[START Excerpted text]

Different engineering paths to UD lead to research for the common good

By Teri Stemley, School of Engineering

Elizabeth Shafer, mechanical engineering junior, and Zach Kranz, electronic and computer engineering technology junior, chose the University of Dayton School of Engineering for different reasons. However, they recently worked together through the School’s Summer Undergraduate Research Experience program and in the Wearable and Tunable Systems Lab with Dr. Alex Watson, assistant professor, Department of Engineering Management, Systems and Technology.

Shafer’s path to UD:

I chose UD because I was looking for a medium-sized school with a small-school feel, an elite softball program that still allowed me to prioritize school, and an engineering program that allowed me to pursue my interests in other subjects. Dayton checked all of my boxes, and when I set foot on campus, I fell in love with the campus and the community.

[END Excerpted text]
[START Exercise material]

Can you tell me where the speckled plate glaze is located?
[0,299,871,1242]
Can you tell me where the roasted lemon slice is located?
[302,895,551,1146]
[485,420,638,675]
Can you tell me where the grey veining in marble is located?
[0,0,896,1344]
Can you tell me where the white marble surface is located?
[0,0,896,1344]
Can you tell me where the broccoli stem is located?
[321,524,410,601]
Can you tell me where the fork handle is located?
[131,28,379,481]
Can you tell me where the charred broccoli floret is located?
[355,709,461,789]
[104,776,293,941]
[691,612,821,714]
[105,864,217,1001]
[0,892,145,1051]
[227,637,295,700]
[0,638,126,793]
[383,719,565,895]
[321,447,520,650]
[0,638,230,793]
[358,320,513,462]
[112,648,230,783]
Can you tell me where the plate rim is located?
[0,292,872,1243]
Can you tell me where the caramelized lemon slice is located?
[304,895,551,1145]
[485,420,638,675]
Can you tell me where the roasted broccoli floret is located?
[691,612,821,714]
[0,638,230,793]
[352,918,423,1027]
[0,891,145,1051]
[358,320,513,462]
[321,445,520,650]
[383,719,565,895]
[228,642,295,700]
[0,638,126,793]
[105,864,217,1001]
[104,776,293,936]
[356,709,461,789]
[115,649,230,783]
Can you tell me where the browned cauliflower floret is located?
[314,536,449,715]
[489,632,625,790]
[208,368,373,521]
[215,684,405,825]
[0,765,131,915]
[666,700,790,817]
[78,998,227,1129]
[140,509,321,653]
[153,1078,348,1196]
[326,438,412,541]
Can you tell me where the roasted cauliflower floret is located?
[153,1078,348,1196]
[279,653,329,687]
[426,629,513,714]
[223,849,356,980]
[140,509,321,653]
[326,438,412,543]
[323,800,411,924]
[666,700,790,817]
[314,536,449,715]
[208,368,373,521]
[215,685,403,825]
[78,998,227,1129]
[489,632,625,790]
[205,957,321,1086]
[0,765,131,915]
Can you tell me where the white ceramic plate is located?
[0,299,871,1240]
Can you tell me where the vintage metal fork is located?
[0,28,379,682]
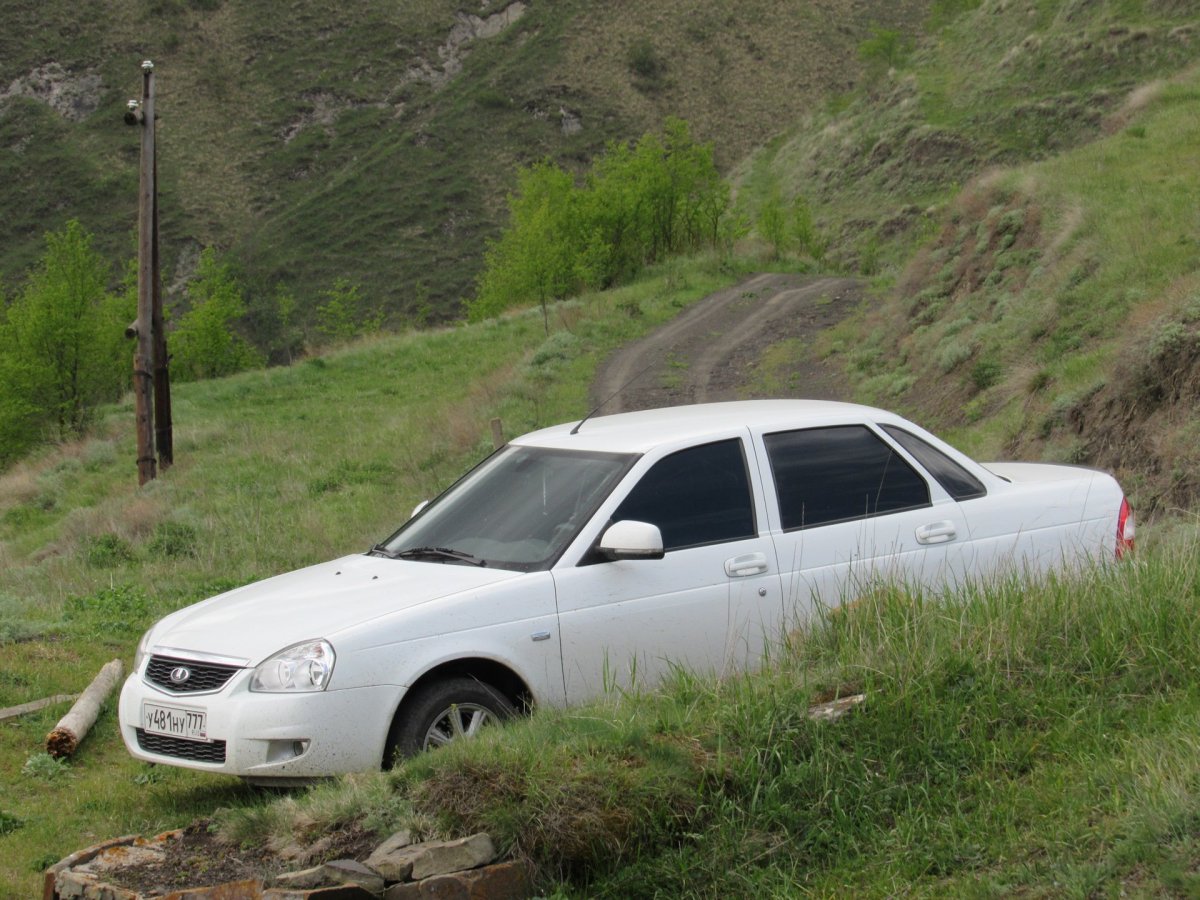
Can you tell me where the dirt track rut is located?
[592,274,863,415]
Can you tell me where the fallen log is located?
[0,694,79,722]
[46,659,124,757]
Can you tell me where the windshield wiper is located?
[391,547,487,565]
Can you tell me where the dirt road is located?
[592,274,863,415]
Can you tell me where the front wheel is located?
[388,678,516,757]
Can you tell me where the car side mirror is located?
[599,520,662,559]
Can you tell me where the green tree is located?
[469,161,582,332]
[317,278,383,343]
[0,221,130,462]
[758,191,792,259]
[468,119,730,329]
[858,28,912,77]
[792,194,827,263]
[170,247,263,380]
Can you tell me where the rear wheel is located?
[388,678,516,760]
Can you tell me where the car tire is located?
[384,678,516,762]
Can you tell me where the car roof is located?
[512,400,900,454]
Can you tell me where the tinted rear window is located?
[763,425,929,530]
[882,425,988,500]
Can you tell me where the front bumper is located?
[118,668,404,779]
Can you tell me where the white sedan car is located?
[120,401,1133,781]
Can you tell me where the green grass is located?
[187,532,1200,898]
[0,258,737,900]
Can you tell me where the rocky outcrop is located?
[43,832,530,900]
[408,1,527,88]
[0,62,103,122]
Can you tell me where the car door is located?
[553,437,781,703]
[761,424,970,626]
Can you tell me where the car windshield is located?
[376,446,637,571]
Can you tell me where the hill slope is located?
[0,0,929,316]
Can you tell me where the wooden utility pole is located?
[125,60,174,485]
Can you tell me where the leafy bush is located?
[83,534,133,569]
[0,809,25,834]
[971,359,1004,391]
[170,247,263,380]
[65,584,151,637]
[468,119,730,324]
[20,752,71,781]
[0,221,136,466]
[146,522,198,559]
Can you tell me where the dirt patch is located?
[592,274,863,414]
[106,820,379,896]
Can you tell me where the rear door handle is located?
[917,521,959,544]
[725,553,767,578]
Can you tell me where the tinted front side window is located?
[763,425,929,530]
[613,439,755,550]
[883,425,988,500]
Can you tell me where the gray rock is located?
[320,859,385,896]
[412,834,496,881]
[367,832,413,881]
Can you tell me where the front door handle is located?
[725,553,767,578]
[917,521,958,544]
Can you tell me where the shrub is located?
[146,522,198,559]
[84,533,133,569]
[971,359,1004,391]
[66,584,150,636]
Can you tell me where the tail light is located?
[1117,497,1136,559]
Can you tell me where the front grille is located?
[146,656,240,694]
[137,728,224,762]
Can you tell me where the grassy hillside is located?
[0,0,929,319]
[7,260,1200,900]
[0,260,734,900]
[742,2,1200,514]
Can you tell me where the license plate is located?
[142,703,209,740]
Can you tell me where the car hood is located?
[142,556,521,666]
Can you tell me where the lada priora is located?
[120,401,1133,781]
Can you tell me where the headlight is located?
[250,641,334,694]
[133,629,154,672]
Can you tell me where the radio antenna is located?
[570,360,658,434]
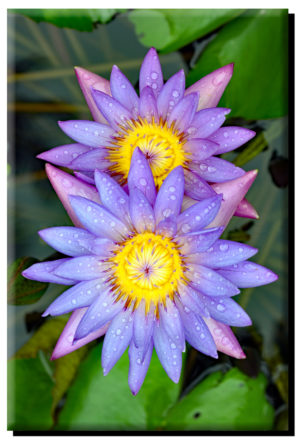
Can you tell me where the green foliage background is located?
[8,9,289,431]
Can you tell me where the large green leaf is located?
[57,345,180,430]
[9,9,126,31]
[187,9,288,119]
[15,316,90,411]
[129,9,243,52]
[165,368,274,430]
[7,356,53,430]
[7,257,48,305]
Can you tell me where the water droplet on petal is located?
[220,244,228,251]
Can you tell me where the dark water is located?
[8,10,289,428]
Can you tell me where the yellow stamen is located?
[108,117,187,187]
[109,232,186,311]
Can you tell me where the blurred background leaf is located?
[7,257,48,305]
[8,10,288,430]
[187,9,288,119]
[164,368,274,431]
[56,345,180,430]
[129,9,244,53]
[7,356,53,430]
[9,9,126,31]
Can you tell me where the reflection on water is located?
[8,14,288,428]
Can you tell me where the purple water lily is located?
[23,149,277,394]
[38,48,257,218]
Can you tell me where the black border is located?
[13,13,295,437]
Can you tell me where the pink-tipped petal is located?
[203,317,246,359]
[139,48,164,97]
[185,64,233,110]
[46,164,100,228]
[37,143,92,166]
[234,198,259,220]
[208,170,258,228]
[74,67,111,124]
[51,308,109,360]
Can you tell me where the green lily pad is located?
[187,9,288,119]
[129,9,243,53]
[164,368,274,430]
[9,9,126,31]
[56,345,180,430]
[7,257,48,305]
[7,356,53,430]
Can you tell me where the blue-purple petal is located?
[201,296,252,327]
[187,107,230,139]
[139,48,164,97]
[168,93,199,132]
[37,143,93,166]
[43,279,104,316]
[184,169,216,200]
[153,322,182,383]
[156,216,177,237]
[187,240,257,268]
[129,189,155,233]
[101,310,133,375]
[157,70,185,118]
[133,300,154,359]
[177,302,218,358]
[185,264,240,296]
[95,170,130,225]
[76,237,117,257]
[70,148,111,172]
[176,284,209,317]
[39,226,95,256]
[69,195,129,241]
[184,138,219,162]
[22,259,78,285]
[159,298,185,352]
[58,120,113,147]
[74,288,124,340]
[54,255,107,281]
[110,65,139,117]
[209,127,256,154]
[128,340,153,395]
[190,156,245,183]
[139,87,158,122]
[218,261,278,288]
[177,195,222,234]
[154,166,184,224]
[127,147,156,205]
[92,89,133,130]
[176,226,224,255]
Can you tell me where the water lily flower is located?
[38,48,257,218]
[23,152,277,394]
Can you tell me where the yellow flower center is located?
[109,232,185,311]
[108,117,187,187]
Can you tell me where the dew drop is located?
[181,223,190,234]
[220,244,228,251]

[END Exercise material]

Work to do>
[1] From the article about UD engineering students, extract the passage that begins with the words containing "Elizabeth Shafer, mechanical" and ends with "and the community.".
[2] Copy the lines of the entries from the line containing "Can you tell me where the water lily" through the last line of the entries.

Task-by-task outputs>
[1]
Elizabeth Shafer, mechanical engineering junior, and Zach Kranz, electronic and computer engineering technology junior, chose the University of Dayton School of Engineering for different reasons. However, they recently worked together through the School’s Summer Undergraduate Research Experience program and in the Wearable and Tunable Systems Lab with Dr. Alex Watson, assistant professor, Department of Engineering Management, Systems and Technology.

Shafer’s path to UD:

I chose UD because I was looking for a medium-sized school with a small-school feel, an elite softball program that still allowed me to prioritize school, and an engineering program that allowed me to pursue my interests in other subjects. Dayton checked all of my boxes, and when I set foot on campus, I fell in love with the campus and the community.

[2]
Can you tell me where the water lily flower is located?
[38,48,257,218]
[23,152,277,394]
Can you tell me where the yellow flower center is located?
[109,232,185,311]
[108,117,187,187]
Can you tell me where the dew drop is located?
[181,223,190,234]
[220,244,228,251]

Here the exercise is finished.